[[ Entries supplied open ]]
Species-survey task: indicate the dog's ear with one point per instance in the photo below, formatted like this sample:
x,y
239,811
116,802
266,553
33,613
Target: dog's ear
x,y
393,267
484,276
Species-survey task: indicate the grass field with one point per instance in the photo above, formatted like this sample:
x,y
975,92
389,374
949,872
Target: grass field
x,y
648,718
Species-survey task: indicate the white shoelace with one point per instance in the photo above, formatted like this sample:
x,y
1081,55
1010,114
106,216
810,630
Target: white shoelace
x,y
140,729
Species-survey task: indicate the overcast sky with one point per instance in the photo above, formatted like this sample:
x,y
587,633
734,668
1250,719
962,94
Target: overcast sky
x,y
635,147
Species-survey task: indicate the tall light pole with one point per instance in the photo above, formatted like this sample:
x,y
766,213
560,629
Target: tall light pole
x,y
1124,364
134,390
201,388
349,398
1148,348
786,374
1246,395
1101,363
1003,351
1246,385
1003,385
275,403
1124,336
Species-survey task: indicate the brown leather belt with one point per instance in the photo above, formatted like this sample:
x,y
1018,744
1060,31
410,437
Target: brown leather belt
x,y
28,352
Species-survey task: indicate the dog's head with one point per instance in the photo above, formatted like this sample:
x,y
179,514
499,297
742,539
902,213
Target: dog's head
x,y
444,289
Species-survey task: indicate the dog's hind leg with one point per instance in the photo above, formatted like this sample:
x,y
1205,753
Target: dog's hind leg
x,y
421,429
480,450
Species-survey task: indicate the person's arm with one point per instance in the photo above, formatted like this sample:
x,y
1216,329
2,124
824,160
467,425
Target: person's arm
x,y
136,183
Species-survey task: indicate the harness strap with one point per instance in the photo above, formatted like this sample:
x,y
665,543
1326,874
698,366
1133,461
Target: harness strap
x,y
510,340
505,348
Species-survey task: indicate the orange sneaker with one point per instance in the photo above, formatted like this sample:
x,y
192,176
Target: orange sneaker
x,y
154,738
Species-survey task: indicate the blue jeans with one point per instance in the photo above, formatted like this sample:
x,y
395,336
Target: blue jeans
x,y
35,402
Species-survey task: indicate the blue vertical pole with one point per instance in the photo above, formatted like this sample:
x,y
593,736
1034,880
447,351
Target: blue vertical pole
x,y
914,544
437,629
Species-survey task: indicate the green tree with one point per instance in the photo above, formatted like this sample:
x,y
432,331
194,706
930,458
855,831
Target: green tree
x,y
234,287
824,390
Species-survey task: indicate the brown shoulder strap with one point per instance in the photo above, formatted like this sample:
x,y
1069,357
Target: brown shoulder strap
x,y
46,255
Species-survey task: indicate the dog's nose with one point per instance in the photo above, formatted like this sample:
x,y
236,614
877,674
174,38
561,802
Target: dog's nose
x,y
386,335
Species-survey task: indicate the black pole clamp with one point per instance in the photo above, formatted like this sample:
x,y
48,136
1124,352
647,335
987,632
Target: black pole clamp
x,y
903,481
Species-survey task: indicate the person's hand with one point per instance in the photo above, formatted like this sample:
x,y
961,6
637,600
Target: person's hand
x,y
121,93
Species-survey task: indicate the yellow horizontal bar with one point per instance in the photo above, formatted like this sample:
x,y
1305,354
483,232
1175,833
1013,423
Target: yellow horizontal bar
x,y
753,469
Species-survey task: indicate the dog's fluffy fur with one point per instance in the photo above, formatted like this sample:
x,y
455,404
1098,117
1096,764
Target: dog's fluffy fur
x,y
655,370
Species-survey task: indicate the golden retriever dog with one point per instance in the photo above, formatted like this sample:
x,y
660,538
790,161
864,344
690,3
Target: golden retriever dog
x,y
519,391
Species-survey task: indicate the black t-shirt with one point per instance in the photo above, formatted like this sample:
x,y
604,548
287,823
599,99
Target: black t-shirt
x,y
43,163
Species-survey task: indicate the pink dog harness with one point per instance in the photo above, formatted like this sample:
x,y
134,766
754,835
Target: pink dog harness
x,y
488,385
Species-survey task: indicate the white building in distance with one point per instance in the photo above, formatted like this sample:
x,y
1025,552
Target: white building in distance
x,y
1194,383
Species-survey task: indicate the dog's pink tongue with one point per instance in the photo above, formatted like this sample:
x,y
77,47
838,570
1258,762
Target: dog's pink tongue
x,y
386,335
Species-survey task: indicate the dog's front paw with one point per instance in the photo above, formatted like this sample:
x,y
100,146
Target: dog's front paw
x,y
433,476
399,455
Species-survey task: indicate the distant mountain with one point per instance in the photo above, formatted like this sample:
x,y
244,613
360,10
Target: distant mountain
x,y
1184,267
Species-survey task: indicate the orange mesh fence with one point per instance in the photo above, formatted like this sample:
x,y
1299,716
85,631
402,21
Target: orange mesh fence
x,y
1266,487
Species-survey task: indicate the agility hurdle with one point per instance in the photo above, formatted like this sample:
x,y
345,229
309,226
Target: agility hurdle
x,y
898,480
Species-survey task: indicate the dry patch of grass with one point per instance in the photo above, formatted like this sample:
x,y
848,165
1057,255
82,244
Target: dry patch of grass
[[ Entries supplied closed ]]
(Exercise aim):
If a line in the records above contains the string "patch", copy that line out.

(Exercise response):
Species-survey task: indicate the dry patch of grass with one point per instance in the photo above, formatted like this sample:
Target: dry patch of grass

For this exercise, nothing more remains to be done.